TASK PROMPT |
Find "</instance>" in the material below, then copy that line and every subsequent line to the end, exactly.

■ ■ ■ ■ ■ ■ ■

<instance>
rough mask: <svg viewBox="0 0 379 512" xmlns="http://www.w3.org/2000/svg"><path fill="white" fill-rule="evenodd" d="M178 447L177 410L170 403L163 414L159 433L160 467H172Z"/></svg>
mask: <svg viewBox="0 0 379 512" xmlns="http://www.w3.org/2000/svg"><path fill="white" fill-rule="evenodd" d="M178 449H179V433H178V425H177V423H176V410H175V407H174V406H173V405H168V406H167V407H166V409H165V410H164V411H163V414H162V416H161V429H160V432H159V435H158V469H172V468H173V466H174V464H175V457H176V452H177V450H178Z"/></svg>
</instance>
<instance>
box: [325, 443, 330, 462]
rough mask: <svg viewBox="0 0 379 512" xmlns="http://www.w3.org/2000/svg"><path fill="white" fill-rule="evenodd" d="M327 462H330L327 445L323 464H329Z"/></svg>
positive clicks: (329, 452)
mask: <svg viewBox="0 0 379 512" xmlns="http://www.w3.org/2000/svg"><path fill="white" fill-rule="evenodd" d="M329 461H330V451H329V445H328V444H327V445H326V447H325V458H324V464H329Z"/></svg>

■ ■ ■ ■ ■ ■ ■

OUTPUT OF THE EXERCISE |
</instance>
<instance>
box: [325, 443, 330, 462]
rough mask: <svg viewBox="0 0 379 512" xmlns="http://www.w3.org/2000/svg"><path fill="white" fill-rule="evenodd" d="M327 462H330L327 445L323 464H329Z"/></svg>
positive clicks: (329, 452)
mask: <svg viewBox="0 0 379 512" xmlns="http://www.w3.org/2000/svg"><path fill="white" fill-rule="evenodd" d="M329 461H330V451H329V445H328V444H327V445H326V447H325V458H324V464H329Z"/></svg>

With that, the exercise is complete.